> _Given passage_:
Notice that the 8 MAUs of the Sun T1 can only get in full action if we fire off 32 "SSL RSA signing" threads. Once that happens, the little 1 GHz T1 is able to keep up with the massive 2.4 GHz 8 core DL585. Without MAU, the T1 is as fast as a 1.8 GHz Xeon Irwindale. It is thus very important to check that your favorite web server works with SCF if you want to run your secure web services on the Sun T2000.

It looks like we've discovered the first - but rather insignificant to most people - "weakness" of the new Core architecture: decryption and encryption. The Opteron at 2.4 GHz has no trouble keeping up with the 3 GHz Woodcrest. This might be a result of the fact that the Woodcrest can only perform one rotate per cycle, while the Opteron can do 3. Although the RSA algorithm doesn't really use rotations, the hash algorithms needed to sign or encrypt a key make use of rotations. However, the most important reason is probably that the Opteron can sustain 2 ADC (Add with Carry) instructions per clock cycle, while Woodcrest can only do one. As ADC is good for about 17% of the instruction mix of the RSA algorithm, this might be enough to negate the extra integer power (Memory disambiguation, 4 wide decode ...) that the Woodcrest has.

Also notice that the previous NetBurst architecture, represented by the Xeon Irwindale, does very badly. The reason is that the P4 doesn't have a barrel shifter, a circuit in the chip which can shift or rotate any number in one clock cycle. Without this shifter, rotates and shifts take much longer, resulting in high latency. Most x86 code couldn't care less, but most encrypting code makes heavy use of rotates or shifts or both. We also did a quick test with Hyper-Threading on and off. In this case Hyper-Threading sped up the encryption (signs/s) with 20 to 28%.

To end the RSA sign/s benchmark, we'll make a quick comparison between quad core AMD Opteron 2.4 GHz, quad-core Intel Xeon Woodcrest and Sun's T1 with MAU enabled across different RSA bit lengths.

RSA Encryption (Signs/s)
	Opteron 2.4 GHz 4 threads	Xeon 5160 3 GHz 4 threads	SUN T1 with MAU 32 threads
512 bit	19003	21194	35613
1024 bit	6098	6240	10722
2048 bit	1145	1087	1918
4096 bit	185	164	1

Notice that the hardware acceleration of the T1 does not work beyond 2048-bit keys. Considering that most secure applications use 1024-bit and only a few "high security" ones use 2048-bit, this is not an issue.

In case of doing verifies as opposed to signs, the server has to authenticate the identity of the client. This is a lot less intensive, and we'll show you the verifies per second numbers at 2048-bits. At 1024-bits length, both the Woodcrest and Opteron were able to verify more than 50000 keys per core, and that is a hard limit of the OpenSSL benchmark.

> _Exercise instructions_:
a) From the passage on RSA benchmarks, list every RSA key length that appears as a row in the encryption table.
b) Please carry on the passage on RSA benchmarks from its final sentence.

> _Supplied material_:
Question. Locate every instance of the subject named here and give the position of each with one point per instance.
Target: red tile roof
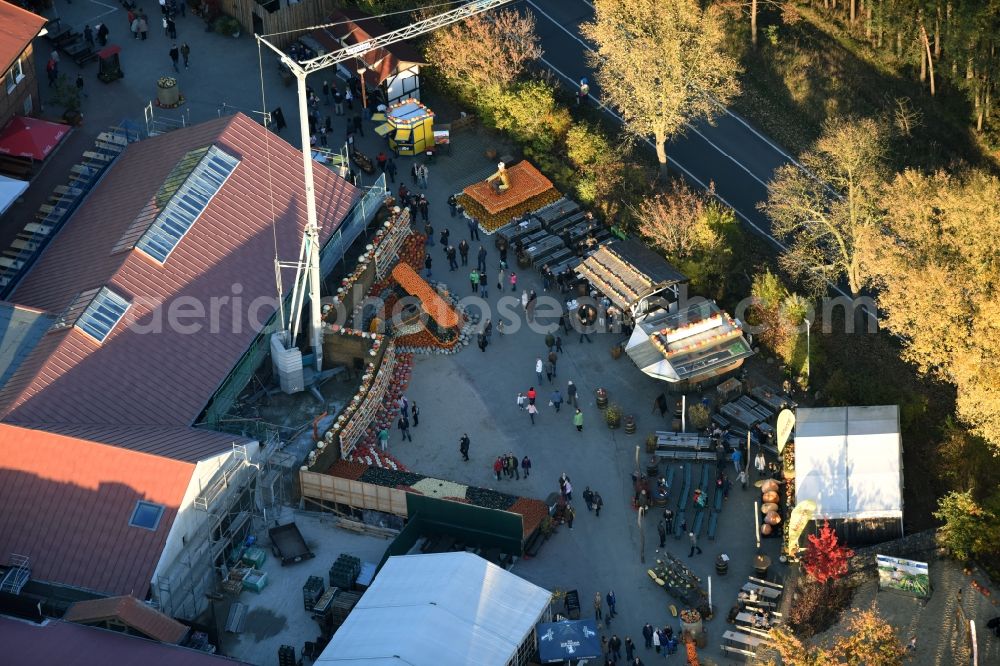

> _Answers for the tasks_:
a) 512 bit, 1024 bit, 2048 bit, 4096 bit

b)
Again, the Opteron takes the lead. The Sun T1 even with the 8 MAUs is half as slow as four Opterons or Woodcrests, but this is hardly an issue. Encrypting or signing will slow down a server much quicker than verifying keys.

Both verifies/s and signs/s benchmark are rather synthetic. It is much more realistic to test with a real web server running SSL, and that is what we are currently doing. We followed Sun's instructions to enable RSA hardware acceleration for Apache, but for some reason, the Apache web server is still not making use of the Solaris Cryptographic Framework. So our Web server SSL test is work in progress.



Apache/PHP/MySQL Performance

In our first review of the T2000, we took a look at the T2000 as a heavy Apache, MySQL and PHP web server (or SAMP web server) using a pretty complex weather report system. The PHP test script retrieves hourly-stored weather information out of a MySQL database, that can be overviewed by month. An 'opening page' displays all months that are stored in the database, and if you open a 'detail page', the month you have selected is submitted by query string parameters. Additional details about this test application are available if you would like to know more.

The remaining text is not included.